__DOCUMENT__:
◇ ◇ ◇ ◇

2021-05-19 Thread Ir. Robert Vanden Eynde
> solve(x**2 == 1/2)

pip install funcoperators

>>> solve(x ** 2 |Equals| 1/2)
<<< Equals = infix(Eq)
<<< from sympy import Eq

Le mer. 19 mai 2021 à 08:40, Martin Teichmann 
a écrit :

> Hi list,
>
> as you might have noticed, I am trying to improve the syntax and semantics
> for symbolic math in Python. Until now, I have to say, my ideas were not
> that well received, but I learned from the discussion and maybe this time I
> come up with something people like.
>
> To frame the problem, let us try  to solve the equation x ** 2 == 1/2
> using sympy:
>
> >>> from sympy import Eq, solve, symbols, S
> >>> x = symbols("x")
> >>> solve(Eq(x**2, S(1)/2))
> [-sqrt(2)/2, sqrt(2)/2]
>
> that worked well, but actually we would like to write the last line simply
> as
>
> >>> solve(x**2 == 1/2)

◇ ◇ ◇ ◇

__GOAL 1__:
Answer these questions about the thread:
(a) Which package does the reply say to install with pip?
(b) Which library does the quoted message use to solve the equation?
(c) What list does the solve call in the quoted message return?
The listing after this is unrelated to the thread above.

◇ ◇ ◇ ◇

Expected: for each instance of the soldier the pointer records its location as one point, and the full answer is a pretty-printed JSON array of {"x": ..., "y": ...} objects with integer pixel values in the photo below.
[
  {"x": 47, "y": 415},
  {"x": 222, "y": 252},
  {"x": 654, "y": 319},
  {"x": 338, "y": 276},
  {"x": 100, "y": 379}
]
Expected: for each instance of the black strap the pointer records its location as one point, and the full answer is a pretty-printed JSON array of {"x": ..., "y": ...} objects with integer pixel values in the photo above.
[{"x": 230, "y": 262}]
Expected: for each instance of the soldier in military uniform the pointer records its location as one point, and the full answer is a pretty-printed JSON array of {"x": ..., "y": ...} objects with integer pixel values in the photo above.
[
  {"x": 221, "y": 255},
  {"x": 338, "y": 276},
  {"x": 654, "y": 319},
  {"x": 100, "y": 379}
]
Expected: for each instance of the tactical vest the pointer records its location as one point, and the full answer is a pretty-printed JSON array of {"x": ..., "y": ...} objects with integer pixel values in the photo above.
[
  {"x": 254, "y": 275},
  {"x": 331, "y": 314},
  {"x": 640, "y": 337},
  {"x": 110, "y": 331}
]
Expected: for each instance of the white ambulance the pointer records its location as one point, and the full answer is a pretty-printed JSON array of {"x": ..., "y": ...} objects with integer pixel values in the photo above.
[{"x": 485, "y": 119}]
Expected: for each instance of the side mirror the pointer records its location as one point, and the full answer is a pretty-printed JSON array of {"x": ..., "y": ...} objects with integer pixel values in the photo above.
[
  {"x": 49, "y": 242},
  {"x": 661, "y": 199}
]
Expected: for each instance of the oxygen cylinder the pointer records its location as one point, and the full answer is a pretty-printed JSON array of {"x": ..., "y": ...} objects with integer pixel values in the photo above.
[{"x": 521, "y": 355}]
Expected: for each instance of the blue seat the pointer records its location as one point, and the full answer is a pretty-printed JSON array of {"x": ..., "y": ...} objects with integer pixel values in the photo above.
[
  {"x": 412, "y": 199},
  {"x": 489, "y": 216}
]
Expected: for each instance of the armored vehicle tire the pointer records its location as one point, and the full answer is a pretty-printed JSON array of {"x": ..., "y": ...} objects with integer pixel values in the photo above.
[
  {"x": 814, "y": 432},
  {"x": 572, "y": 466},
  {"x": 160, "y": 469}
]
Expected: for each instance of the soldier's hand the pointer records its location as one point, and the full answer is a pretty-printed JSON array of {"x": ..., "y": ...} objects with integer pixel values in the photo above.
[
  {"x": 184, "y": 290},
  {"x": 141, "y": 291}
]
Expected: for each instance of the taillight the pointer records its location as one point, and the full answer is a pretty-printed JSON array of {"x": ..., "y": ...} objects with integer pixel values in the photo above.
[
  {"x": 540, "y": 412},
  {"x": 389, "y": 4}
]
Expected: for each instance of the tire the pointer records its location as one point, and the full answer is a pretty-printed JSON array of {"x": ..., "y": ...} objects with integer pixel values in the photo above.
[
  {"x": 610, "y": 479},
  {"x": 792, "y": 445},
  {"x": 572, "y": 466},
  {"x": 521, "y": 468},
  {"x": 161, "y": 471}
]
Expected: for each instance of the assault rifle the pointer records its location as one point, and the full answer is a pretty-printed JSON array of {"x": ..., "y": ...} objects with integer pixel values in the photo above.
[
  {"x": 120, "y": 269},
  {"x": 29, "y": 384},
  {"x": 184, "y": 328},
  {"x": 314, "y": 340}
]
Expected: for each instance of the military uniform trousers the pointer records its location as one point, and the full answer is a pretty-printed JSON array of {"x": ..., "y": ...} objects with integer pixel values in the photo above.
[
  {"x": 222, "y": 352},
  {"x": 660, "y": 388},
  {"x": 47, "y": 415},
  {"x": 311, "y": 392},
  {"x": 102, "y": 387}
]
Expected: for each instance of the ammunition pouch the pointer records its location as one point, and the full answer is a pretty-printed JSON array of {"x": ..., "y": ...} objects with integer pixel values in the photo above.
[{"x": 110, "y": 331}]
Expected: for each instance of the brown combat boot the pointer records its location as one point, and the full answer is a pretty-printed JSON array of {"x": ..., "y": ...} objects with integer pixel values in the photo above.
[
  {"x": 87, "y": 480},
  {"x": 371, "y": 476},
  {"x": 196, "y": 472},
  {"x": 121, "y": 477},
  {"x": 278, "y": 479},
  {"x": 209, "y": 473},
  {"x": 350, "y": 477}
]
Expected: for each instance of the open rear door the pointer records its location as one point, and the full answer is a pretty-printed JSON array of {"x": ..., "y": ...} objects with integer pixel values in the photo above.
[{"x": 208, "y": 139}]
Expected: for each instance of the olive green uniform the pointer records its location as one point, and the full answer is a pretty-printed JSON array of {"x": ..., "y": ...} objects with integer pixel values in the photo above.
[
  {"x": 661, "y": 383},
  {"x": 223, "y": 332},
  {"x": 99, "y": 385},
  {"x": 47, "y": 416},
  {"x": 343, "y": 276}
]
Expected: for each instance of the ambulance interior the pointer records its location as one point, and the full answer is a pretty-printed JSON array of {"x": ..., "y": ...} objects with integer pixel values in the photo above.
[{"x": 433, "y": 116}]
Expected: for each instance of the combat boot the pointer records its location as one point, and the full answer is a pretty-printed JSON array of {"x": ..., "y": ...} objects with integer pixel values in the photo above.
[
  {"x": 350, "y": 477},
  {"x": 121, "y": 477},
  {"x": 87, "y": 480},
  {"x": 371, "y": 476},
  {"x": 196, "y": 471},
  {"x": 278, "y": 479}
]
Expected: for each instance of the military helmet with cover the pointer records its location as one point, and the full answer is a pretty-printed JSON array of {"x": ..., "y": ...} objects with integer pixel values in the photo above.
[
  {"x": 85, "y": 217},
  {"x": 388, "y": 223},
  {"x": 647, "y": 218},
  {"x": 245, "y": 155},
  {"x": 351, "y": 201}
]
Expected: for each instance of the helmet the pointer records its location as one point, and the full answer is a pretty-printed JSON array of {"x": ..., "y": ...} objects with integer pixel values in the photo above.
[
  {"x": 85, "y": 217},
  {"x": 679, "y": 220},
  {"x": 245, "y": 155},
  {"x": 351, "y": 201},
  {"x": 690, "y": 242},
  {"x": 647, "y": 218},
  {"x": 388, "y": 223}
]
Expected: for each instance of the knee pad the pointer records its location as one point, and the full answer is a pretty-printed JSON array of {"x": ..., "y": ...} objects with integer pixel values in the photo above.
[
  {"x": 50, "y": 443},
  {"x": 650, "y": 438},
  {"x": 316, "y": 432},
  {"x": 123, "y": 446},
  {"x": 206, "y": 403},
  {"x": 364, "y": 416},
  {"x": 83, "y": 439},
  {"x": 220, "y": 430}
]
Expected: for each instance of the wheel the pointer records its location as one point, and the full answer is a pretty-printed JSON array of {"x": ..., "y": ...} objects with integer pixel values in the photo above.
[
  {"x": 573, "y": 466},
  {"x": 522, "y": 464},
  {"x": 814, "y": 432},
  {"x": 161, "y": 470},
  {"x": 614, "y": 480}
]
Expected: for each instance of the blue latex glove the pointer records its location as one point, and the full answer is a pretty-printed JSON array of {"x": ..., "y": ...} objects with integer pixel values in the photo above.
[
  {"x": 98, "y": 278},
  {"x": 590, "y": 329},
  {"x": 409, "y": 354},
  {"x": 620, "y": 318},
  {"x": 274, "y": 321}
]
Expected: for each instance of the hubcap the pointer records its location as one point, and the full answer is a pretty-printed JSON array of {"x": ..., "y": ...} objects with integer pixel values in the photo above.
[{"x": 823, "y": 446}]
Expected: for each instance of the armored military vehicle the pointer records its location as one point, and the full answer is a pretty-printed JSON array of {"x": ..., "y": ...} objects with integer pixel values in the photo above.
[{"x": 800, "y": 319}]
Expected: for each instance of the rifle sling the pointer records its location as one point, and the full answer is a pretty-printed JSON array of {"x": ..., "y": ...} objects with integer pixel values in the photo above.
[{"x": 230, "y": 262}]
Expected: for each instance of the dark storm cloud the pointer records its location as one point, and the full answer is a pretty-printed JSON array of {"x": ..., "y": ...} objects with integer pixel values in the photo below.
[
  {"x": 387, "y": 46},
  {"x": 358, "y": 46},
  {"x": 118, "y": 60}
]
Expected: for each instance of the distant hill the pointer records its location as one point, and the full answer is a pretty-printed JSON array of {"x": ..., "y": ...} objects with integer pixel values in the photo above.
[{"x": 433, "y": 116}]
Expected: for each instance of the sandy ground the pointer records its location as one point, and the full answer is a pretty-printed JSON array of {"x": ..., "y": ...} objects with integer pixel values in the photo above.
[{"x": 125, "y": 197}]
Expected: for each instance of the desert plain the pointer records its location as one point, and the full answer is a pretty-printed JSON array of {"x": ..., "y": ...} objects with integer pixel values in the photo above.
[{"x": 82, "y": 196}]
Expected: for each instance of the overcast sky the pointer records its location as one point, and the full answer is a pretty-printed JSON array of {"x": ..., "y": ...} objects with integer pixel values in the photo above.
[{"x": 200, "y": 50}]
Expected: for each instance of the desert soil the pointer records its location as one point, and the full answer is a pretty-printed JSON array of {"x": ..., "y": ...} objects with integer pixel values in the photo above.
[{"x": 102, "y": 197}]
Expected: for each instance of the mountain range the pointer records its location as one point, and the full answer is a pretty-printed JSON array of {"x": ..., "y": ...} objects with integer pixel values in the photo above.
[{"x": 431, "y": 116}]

◇ ◇ ◇ ◇

__GOAL 2__: Return every line of the listing that contains the string "armored".

__WORKED SOLUTION 1__:
(a) funcoperators
(b) sympy
(c) [-sqrt(2)/2, sqrt(2)/2]

__WORKED SOLUTION 2__:
Expected: for each instance of the armored vehicle tire the pointer records its location as one point, and the full answer is a pretty-printed JSON array of {"x": ..., "y": ...} objects with integer pixel values in the photo above.
Expected: for each instance of the armored military vehicle the pointer records its location as one point, and the full answer is a pretty-printed JSON array of {"x": ..., "y": ...} objects with integer pixel values in the photo above.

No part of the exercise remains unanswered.